Page text ::
What is know about sleep deprivation and plentiful sleep
The skeletal muscle, similar to most bodily cells, operates on circadian rhythms, with emerging research suggesting that disruptions in these rhythms can be detrimental to skeletal muscle health.
A pivotal regulator of the body's internal clock, BMAL1 (a protein), has been identified to help muscle stem cell expansion, thereby influencing muscle regeneration.
For elite and military tactical athletes, quick and efficient biological responses are crucial for the repair muscle injuries. Sleep and circadian systems serve as vital regulators of hormonal and immune functions, thus potentially playing a huge role in muscle repair.
While scientific evidence regarding the relationship between sleep and muscle injury recovery remains limited, research in rodent models has showed impaired muscle regeneration following 96 hours of sleep deprivation
In humans, studies have shown the potential benefits of sleep interventions in promoting an anabolic hormonal activity, increased by sleep extension (napping or increasing the amount of sleep per day) increasing circulating IGF-1 concentrations, even during total sleep deprivation in young healthy men.
Regarding the impact of sleep interventions on inflammation induced by various environmental stressors, such as sleep deprivation or muscle injuries post-exercise, data in healthy humans remains limited.

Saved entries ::
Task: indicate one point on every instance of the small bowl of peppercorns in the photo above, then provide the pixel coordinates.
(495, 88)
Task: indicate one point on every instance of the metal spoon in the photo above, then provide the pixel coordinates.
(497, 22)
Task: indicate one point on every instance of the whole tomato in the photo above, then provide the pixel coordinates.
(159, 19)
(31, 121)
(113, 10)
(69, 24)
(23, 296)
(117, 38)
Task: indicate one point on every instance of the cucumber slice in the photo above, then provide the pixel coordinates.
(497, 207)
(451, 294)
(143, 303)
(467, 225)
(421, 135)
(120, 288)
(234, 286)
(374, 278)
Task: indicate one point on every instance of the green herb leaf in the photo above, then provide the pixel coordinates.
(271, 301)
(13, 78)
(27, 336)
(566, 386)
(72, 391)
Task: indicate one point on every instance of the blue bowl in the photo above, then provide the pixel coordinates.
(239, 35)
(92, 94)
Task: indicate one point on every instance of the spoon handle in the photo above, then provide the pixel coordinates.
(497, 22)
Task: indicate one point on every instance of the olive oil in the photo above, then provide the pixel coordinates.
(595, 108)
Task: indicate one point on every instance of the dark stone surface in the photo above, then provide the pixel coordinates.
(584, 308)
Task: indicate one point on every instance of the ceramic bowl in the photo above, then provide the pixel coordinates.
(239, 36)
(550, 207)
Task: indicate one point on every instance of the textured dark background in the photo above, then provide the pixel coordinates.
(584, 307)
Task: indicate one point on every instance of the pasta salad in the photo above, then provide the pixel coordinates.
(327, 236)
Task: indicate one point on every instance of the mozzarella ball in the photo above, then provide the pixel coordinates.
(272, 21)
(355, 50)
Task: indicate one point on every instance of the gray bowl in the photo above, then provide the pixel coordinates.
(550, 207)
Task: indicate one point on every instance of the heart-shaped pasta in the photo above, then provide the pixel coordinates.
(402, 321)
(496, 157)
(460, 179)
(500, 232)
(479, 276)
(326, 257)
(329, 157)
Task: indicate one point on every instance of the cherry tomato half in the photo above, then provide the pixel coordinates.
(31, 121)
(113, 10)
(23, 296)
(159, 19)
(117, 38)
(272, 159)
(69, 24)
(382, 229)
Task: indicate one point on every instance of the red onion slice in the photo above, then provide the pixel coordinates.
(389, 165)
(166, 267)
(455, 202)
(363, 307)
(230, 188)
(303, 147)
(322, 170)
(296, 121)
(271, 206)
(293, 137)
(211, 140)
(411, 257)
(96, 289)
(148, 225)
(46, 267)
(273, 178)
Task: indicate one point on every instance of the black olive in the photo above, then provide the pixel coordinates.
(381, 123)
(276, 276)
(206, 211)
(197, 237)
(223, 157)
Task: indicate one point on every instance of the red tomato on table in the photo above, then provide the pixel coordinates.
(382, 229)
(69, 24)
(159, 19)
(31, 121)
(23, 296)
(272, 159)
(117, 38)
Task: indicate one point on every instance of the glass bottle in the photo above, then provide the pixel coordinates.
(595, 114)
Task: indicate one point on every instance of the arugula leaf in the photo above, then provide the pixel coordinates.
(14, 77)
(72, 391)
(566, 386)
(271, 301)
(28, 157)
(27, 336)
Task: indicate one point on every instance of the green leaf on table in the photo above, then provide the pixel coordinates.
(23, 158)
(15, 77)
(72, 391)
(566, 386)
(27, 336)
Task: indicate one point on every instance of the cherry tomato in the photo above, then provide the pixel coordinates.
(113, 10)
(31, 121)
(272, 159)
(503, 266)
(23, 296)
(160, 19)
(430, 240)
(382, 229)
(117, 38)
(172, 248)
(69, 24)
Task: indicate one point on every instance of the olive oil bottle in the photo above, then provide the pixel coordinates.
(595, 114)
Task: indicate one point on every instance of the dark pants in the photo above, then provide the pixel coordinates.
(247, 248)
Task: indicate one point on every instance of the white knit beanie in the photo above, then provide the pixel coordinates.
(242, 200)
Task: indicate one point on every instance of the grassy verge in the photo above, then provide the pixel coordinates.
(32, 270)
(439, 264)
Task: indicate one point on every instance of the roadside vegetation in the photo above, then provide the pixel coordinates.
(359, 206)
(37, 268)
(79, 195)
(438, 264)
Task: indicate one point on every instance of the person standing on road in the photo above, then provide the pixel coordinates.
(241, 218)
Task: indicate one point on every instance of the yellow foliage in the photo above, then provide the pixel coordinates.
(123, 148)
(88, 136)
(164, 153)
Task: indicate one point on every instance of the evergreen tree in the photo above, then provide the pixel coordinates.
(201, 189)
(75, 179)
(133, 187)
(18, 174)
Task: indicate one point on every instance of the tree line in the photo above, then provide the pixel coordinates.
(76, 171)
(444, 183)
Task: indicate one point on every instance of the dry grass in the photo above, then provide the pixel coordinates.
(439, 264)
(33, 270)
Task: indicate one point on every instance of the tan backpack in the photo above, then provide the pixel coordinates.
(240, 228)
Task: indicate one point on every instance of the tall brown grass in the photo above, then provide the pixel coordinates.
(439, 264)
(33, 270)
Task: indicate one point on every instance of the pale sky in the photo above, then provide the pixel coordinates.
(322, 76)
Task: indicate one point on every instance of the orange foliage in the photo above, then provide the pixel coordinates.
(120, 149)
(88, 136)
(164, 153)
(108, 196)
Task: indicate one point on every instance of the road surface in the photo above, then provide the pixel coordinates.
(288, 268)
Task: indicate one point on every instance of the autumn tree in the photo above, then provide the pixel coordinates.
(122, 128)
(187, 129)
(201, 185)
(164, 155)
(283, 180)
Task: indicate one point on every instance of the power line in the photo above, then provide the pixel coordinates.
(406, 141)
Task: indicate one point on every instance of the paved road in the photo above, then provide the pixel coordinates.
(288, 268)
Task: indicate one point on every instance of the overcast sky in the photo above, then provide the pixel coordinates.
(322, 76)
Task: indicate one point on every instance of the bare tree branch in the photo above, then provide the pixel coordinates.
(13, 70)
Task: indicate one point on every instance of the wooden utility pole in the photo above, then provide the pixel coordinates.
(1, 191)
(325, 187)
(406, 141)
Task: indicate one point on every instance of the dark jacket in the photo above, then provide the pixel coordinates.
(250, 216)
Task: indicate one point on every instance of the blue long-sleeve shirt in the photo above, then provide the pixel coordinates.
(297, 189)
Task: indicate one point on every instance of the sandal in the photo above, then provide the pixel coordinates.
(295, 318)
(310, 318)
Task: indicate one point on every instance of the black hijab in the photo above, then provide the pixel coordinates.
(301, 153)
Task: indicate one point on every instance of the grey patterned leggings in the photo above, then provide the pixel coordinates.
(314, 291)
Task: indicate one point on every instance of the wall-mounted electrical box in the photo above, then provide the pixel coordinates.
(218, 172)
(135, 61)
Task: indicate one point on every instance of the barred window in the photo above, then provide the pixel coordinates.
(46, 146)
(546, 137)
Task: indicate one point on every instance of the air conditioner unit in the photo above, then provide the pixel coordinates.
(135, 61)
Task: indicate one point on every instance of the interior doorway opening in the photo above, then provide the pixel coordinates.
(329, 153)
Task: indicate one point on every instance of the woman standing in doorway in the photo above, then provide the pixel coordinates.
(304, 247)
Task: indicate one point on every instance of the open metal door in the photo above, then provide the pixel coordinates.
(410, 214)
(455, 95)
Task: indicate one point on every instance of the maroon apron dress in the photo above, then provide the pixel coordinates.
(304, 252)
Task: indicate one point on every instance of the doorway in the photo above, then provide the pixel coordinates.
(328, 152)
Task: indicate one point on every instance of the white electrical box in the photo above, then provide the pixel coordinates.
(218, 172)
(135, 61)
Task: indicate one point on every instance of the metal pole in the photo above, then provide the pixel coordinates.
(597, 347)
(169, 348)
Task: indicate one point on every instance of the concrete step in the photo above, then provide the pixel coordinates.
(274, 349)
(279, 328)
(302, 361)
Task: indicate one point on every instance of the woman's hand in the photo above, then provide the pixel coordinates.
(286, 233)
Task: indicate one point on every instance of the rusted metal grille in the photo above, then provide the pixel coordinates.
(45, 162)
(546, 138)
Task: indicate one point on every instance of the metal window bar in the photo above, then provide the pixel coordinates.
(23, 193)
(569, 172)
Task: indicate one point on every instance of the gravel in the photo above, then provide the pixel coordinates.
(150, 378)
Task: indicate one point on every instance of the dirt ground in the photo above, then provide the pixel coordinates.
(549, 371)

Instructions to follow :: Copy the passage on sleep and muscle recovery from the words "A pivotal regulator" through "influencing muscle regeneration.", substituting "muscle repair" for "muscle regeneration".

Written response ::
A pivotal regulator of the body's internal clock, BMAL1 (a protein), has been identified to help muscle stem cell expansion, thereby influencing muscle repair.